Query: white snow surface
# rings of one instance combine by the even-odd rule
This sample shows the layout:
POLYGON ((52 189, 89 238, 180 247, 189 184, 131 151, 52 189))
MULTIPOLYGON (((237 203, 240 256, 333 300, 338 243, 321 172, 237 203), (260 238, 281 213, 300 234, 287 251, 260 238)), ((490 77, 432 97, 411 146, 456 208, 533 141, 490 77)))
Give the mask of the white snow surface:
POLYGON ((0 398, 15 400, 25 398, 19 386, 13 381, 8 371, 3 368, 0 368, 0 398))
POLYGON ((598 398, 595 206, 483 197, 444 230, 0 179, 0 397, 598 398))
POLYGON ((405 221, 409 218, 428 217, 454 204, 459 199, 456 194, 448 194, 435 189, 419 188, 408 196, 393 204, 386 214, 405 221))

----------

▶ _What you should do_
Transcribe the full listing exactly, keeping every word as it is.

▶ _Written response_
Query: white snow surface
# rings of one instance combine by the even-odd rule
This sample shows the layout:
POLYGON ((52 189, 89 238, 180 247, 189 184, 131 151, 52 189))
MULTIPOLYGON (((237 203, 240 256, 333 300, 338 243, 321 172, 237 203), (260 238, 281 213, 300 234, 287 251, 260 238)), ((490 77, 432 97, 411 146, 456 208, 533 141, 490 77)))
Give the mask of the white snow surface:
POLYGON ((0 398, 15 400, 25 398, 19 386, 13 381, 8 371, 3 368, 0 368, 0 398))
POLYGON ((598 398, 595 206, 483 197, 444 230, 0 179, 0 397, 598 398))
POLYGON ((405 221, 409 218, 428 217, 454 204, 459 199, 456 194, 448 194, 435 189, 419 188, 408 196, 393 204, 386 214, 405 221))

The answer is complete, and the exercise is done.